Lines from the one containing "Locate every instance of the man with" through the end of the data are to be returned exactly, and no others.

[Task input Boundary: Start]

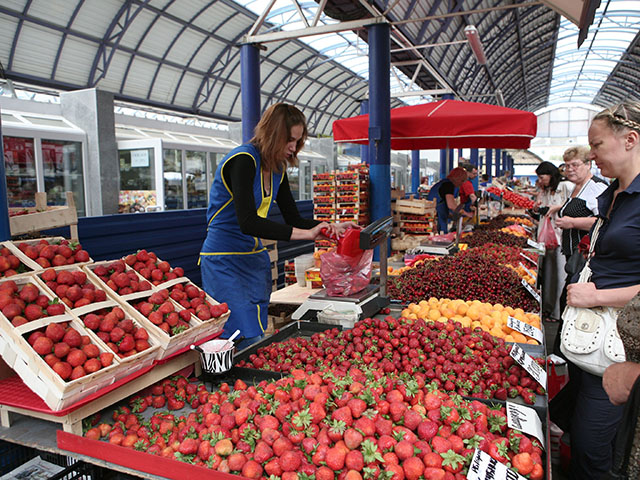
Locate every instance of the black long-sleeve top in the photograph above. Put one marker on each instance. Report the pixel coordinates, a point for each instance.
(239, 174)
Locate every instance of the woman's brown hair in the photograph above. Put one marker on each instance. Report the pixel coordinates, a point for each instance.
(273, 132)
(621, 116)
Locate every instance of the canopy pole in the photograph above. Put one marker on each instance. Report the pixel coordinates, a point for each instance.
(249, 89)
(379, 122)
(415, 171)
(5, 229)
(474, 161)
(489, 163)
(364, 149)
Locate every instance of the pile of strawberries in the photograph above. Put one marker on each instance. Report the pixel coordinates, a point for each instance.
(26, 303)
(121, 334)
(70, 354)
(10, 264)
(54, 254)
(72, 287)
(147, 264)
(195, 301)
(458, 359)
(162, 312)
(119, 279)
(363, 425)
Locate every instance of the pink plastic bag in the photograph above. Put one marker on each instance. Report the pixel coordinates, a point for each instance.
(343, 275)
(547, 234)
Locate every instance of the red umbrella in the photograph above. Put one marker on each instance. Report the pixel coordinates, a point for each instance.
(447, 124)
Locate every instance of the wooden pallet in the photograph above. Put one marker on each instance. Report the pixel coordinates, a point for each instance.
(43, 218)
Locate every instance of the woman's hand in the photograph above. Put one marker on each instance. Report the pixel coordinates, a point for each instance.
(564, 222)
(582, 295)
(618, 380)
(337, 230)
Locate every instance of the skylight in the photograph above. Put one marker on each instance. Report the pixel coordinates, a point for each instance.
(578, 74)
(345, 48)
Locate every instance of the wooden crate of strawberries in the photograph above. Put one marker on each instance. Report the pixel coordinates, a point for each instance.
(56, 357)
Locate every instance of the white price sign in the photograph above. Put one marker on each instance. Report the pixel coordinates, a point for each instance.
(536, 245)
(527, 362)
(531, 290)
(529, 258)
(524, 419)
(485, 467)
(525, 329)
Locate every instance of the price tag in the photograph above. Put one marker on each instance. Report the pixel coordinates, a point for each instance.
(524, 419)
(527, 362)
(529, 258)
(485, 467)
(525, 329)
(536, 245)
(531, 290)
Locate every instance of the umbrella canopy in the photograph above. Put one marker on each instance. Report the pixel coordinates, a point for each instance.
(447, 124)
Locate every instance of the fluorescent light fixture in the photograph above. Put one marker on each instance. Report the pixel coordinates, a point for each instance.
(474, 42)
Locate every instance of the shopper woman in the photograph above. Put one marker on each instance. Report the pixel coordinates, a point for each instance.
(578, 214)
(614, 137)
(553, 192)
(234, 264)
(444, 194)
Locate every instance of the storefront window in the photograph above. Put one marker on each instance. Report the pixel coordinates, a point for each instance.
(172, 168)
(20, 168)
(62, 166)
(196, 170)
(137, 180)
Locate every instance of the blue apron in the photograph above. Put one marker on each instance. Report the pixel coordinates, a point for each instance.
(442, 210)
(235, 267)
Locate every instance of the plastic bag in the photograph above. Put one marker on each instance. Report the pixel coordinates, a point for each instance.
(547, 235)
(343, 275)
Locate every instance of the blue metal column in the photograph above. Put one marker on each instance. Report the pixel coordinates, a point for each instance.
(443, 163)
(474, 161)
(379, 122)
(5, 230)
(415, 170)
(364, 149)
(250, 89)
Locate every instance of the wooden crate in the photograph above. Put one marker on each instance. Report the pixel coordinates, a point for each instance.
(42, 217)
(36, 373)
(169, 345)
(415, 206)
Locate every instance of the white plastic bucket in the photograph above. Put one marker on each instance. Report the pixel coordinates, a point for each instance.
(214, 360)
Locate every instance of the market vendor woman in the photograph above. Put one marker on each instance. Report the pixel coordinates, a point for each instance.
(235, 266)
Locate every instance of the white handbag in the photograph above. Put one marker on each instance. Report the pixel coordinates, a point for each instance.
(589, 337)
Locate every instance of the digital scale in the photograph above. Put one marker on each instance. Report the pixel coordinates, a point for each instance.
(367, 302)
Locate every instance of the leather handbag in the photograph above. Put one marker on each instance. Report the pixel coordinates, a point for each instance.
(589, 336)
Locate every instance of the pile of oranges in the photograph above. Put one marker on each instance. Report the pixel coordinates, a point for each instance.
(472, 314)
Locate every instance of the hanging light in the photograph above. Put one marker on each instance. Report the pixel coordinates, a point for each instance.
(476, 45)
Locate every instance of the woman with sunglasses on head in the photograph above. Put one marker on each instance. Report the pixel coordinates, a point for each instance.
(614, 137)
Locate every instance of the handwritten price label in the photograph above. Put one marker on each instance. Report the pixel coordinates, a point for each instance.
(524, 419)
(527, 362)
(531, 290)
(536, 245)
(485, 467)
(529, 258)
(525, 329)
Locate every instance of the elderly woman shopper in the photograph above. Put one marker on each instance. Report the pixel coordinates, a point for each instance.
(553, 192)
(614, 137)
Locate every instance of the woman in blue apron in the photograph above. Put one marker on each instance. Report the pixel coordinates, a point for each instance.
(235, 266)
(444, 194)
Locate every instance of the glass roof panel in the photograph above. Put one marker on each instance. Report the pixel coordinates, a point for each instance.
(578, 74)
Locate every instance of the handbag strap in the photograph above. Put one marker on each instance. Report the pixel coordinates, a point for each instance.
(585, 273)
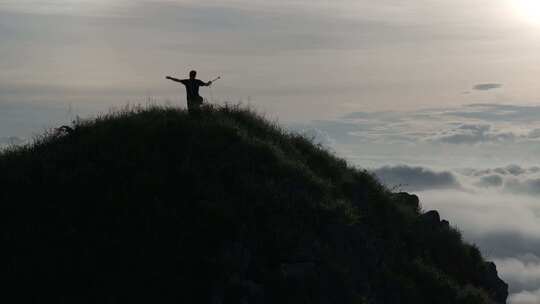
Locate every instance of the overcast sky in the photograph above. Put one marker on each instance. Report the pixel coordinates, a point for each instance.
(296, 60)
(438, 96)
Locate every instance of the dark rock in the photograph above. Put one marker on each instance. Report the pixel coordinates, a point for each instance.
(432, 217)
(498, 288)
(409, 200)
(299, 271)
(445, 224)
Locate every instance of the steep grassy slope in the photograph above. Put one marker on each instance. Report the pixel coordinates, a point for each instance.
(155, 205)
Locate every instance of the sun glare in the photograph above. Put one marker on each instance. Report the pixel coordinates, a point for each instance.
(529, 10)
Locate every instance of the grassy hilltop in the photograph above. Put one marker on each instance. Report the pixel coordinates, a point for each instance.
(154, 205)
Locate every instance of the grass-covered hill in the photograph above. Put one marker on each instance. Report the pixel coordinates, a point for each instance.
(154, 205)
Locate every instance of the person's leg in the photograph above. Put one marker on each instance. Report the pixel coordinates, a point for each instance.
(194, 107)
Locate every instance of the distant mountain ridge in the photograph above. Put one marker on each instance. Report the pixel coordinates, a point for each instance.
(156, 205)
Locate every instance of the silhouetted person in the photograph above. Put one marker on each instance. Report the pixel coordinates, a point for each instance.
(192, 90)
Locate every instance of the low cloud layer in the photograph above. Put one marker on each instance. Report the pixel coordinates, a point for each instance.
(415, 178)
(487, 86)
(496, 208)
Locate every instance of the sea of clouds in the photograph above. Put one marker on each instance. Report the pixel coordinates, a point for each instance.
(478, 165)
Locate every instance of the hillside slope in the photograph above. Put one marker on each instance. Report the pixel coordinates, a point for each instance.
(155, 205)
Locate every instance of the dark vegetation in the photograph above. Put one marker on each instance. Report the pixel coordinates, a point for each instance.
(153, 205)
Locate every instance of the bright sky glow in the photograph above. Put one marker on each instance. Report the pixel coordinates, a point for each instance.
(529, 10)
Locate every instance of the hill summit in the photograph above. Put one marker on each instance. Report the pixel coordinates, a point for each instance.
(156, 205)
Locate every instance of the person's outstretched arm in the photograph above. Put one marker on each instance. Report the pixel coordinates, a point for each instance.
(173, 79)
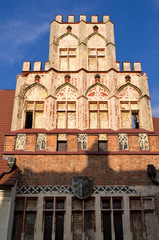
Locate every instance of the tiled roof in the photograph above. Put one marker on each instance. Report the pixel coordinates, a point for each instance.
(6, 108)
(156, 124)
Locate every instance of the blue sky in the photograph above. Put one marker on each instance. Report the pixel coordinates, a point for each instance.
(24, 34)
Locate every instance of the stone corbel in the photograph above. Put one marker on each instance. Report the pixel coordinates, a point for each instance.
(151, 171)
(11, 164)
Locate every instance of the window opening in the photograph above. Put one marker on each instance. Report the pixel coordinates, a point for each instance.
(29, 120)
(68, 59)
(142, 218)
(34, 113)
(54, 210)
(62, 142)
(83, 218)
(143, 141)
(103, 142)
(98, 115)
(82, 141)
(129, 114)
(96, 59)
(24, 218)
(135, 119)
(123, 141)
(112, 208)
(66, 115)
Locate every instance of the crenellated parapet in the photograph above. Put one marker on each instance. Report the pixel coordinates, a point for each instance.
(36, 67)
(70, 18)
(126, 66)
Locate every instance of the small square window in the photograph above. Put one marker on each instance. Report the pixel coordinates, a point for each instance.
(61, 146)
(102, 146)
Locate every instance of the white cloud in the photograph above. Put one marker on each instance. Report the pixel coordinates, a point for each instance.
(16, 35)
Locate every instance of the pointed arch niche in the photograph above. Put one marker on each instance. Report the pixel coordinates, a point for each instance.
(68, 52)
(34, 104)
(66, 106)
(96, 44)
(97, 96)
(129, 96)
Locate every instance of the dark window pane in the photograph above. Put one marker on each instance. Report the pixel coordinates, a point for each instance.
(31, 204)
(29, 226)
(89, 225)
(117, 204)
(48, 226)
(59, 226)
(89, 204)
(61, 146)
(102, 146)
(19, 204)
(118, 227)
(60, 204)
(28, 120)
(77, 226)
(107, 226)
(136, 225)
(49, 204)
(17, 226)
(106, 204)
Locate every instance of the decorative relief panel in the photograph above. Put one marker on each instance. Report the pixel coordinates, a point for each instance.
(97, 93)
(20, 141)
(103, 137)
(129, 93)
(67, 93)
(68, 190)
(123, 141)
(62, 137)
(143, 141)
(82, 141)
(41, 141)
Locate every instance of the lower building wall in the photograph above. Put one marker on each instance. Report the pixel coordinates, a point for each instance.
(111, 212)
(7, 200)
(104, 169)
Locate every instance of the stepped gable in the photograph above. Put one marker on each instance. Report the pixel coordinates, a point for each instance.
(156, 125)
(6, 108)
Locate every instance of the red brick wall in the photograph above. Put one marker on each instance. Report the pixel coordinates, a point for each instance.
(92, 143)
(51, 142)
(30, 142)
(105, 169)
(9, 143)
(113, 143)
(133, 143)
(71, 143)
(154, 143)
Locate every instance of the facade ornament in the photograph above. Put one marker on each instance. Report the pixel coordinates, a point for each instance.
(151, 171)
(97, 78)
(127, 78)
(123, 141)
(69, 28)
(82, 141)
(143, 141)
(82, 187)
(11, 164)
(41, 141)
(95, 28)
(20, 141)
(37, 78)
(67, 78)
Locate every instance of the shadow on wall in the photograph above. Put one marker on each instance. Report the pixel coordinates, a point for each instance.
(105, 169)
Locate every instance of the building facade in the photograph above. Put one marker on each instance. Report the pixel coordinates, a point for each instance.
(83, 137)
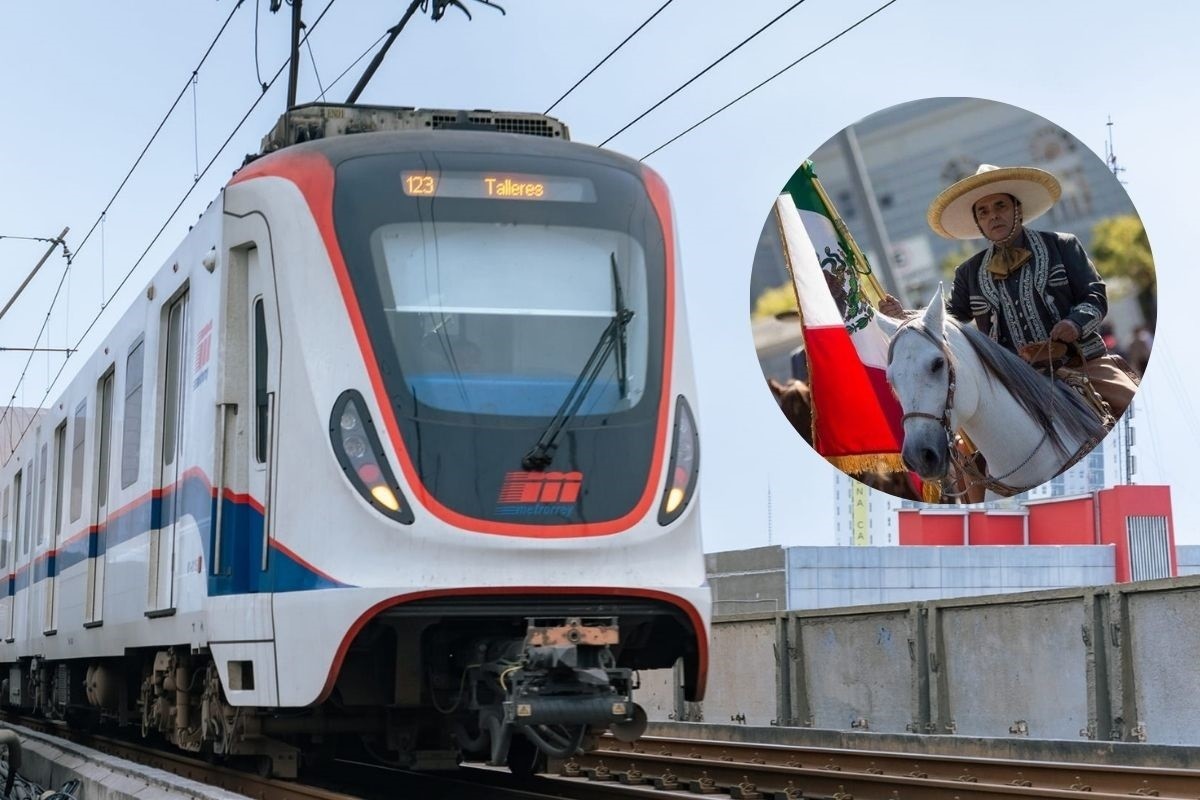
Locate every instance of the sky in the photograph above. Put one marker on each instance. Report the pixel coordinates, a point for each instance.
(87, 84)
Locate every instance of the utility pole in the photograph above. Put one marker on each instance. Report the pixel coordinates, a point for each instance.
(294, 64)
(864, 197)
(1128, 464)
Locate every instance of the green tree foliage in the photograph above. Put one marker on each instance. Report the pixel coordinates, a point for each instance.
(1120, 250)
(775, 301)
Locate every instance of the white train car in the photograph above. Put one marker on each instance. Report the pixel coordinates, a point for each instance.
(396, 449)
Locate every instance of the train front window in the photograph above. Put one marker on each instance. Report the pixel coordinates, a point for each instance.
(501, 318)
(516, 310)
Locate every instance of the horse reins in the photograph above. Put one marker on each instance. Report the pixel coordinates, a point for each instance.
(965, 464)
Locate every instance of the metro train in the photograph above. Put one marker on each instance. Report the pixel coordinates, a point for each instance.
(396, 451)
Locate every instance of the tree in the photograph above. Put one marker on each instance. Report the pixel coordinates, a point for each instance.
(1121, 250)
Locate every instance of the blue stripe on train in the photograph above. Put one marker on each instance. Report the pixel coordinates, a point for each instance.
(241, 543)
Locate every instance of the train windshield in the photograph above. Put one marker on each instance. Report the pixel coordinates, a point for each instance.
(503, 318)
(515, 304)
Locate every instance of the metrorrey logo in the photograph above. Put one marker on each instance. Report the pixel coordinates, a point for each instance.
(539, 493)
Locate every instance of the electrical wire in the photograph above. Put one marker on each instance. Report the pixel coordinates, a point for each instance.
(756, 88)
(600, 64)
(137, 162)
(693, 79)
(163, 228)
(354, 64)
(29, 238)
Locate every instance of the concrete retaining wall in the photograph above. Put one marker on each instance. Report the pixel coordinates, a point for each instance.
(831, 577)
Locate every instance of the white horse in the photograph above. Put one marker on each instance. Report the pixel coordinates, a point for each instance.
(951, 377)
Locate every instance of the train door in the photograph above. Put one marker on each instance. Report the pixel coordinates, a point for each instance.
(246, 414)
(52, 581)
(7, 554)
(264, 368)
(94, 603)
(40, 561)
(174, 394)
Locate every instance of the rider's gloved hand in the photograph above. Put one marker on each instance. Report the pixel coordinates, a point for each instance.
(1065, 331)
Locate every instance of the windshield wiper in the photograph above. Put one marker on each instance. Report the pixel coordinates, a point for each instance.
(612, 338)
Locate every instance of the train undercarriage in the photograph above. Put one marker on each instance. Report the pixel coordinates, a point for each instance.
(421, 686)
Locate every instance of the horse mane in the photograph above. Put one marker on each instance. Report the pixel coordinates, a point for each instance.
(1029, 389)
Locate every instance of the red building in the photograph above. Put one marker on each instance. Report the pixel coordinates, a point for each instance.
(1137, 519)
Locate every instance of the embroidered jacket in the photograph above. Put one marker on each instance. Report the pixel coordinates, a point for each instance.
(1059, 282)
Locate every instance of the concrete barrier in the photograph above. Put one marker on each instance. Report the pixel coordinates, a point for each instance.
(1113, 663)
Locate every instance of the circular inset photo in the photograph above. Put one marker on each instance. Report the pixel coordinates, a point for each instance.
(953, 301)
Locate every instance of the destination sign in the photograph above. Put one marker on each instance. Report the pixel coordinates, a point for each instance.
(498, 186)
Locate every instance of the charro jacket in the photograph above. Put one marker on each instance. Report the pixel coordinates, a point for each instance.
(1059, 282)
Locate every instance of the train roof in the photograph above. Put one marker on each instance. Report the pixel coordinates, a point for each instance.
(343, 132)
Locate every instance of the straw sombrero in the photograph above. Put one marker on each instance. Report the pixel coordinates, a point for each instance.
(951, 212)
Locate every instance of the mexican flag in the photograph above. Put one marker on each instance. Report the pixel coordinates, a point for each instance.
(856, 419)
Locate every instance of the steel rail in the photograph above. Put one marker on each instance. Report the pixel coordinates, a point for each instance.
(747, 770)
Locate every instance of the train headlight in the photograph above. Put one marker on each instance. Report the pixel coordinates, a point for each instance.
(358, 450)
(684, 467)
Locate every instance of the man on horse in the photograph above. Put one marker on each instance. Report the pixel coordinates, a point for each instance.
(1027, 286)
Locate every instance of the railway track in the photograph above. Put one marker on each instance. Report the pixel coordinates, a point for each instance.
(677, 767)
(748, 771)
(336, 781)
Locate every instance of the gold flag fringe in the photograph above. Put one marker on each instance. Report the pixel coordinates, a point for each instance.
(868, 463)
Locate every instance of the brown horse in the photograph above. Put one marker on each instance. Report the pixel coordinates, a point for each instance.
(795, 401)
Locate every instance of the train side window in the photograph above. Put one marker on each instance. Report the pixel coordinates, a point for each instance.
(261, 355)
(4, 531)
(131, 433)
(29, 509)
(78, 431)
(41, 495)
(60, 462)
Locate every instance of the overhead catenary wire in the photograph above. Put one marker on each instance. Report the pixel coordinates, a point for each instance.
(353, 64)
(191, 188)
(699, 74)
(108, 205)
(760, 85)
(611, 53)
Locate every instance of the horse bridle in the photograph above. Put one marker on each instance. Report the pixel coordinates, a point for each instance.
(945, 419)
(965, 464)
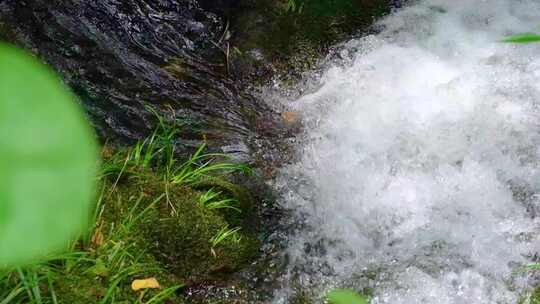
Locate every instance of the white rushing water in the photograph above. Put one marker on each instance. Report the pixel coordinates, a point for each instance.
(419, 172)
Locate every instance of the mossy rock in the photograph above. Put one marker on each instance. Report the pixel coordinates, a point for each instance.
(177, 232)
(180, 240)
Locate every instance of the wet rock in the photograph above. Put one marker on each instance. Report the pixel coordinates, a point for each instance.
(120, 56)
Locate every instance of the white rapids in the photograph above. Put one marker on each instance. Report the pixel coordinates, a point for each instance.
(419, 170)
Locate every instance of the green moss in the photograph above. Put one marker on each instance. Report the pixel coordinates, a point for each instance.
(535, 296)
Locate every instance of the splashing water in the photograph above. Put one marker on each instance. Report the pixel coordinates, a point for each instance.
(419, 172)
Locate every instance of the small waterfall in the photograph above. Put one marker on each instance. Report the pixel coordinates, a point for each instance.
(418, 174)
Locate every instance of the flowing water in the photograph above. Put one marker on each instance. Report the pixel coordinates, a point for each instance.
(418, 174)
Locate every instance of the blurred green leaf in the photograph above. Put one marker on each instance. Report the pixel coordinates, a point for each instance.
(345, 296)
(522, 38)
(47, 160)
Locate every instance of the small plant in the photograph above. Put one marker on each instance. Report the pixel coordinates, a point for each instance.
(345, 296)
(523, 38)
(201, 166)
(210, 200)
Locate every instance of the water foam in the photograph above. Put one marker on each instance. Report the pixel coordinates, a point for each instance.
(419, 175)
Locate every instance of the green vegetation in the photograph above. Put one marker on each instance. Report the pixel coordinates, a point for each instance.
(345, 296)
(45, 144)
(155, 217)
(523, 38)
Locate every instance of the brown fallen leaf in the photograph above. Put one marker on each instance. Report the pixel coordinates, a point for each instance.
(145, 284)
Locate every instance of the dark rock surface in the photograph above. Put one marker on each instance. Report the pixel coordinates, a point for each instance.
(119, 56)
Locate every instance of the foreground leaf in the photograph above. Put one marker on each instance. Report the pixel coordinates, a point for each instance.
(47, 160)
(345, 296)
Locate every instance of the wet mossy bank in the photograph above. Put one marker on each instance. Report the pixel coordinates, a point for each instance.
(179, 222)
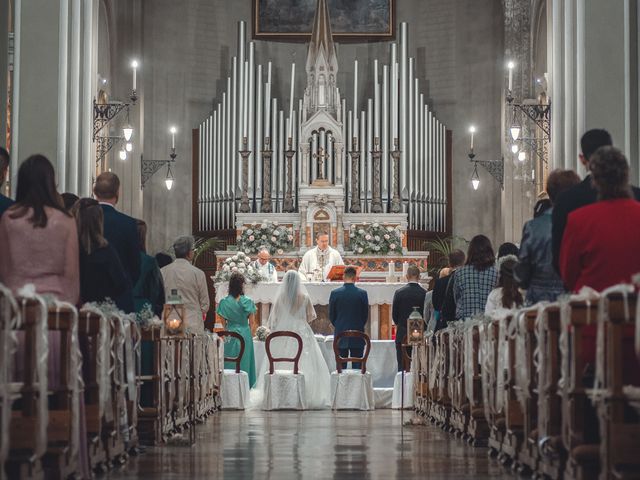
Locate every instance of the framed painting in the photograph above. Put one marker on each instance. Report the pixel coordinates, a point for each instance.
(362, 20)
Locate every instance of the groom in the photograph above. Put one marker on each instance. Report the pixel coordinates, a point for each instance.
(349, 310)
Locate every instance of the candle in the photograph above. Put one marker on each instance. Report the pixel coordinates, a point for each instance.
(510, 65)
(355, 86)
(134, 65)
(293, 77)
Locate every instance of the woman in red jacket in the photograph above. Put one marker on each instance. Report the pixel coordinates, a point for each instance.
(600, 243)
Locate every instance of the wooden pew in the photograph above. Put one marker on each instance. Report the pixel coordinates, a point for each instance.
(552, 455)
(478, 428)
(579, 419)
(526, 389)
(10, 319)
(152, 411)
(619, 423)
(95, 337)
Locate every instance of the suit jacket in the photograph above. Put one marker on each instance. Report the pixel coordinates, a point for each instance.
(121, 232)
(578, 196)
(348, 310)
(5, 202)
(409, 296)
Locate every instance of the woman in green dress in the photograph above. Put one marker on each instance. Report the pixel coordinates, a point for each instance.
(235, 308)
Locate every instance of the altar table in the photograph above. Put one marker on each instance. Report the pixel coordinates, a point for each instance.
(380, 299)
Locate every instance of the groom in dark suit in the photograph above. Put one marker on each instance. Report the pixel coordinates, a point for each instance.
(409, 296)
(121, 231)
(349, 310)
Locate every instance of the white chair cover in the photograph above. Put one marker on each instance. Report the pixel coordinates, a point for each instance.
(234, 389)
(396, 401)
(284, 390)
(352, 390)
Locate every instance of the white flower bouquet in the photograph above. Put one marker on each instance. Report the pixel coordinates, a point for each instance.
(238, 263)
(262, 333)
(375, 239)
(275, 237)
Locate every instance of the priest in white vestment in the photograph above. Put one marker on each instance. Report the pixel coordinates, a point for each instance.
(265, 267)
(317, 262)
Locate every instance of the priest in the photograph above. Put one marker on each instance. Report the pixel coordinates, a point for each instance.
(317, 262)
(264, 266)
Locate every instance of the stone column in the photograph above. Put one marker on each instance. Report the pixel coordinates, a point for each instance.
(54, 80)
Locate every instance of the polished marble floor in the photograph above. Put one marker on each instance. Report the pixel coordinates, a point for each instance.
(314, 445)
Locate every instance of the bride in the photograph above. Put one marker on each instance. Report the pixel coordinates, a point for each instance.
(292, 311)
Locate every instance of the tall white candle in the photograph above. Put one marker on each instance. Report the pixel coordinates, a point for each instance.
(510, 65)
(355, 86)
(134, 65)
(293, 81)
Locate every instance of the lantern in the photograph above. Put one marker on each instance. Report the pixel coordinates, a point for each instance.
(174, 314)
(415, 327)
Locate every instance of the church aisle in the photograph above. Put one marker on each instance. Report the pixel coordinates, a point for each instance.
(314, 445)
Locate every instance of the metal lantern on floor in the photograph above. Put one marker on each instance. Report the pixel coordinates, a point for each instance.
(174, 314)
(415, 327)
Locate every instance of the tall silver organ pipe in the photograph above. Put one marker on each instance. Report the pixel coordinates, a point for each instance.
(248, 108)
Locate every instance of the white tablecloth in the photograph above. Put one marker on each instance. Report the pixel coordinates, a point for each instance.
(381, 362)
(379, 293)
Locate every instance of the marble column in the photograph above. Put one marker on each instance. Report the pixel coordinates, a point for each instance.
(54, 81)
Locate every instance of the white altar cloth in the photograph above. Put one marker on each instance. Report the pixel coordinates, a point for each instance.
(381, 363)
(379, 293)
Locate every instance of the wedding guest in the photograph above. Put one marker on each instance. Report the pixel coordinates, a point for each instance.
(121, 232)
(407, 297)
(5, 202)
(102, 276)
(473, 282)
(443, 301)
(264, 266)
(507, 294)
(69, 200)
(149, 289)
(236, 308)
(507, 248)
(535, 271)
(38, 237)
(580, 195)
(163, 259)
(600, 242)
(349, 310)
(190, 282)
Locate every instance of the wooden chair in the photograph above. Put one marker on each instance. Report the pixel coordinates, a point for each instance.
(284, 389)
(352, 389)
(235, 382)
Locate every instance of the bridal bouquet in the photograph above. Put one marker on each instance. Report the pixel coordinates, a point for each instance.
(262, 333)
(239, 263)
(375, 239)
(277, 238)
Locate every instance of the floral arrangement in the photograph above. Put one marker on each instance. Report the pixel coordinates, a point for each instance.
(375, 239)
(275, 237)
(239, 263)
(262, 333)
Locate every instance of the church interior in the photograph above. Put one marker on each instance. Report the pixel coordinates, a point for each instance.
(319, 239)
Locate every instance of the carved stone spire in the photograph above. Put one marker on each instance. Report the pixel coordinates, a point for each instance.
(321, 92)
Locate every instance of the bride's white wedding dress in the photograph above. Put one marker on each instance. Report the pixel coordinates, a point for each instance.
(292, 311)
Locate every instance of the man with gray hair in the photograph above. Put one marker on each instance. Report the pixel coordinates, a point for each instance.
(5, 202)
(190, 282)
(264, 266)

[Task input Boundary: End]

• _Response box_:
Locate every instance of the man with gray hair in the photograph above. Put one marker on each instance. Report the pixel coordinates, a point for each instance.
(5, 202)
(190, 282)
(264, 266)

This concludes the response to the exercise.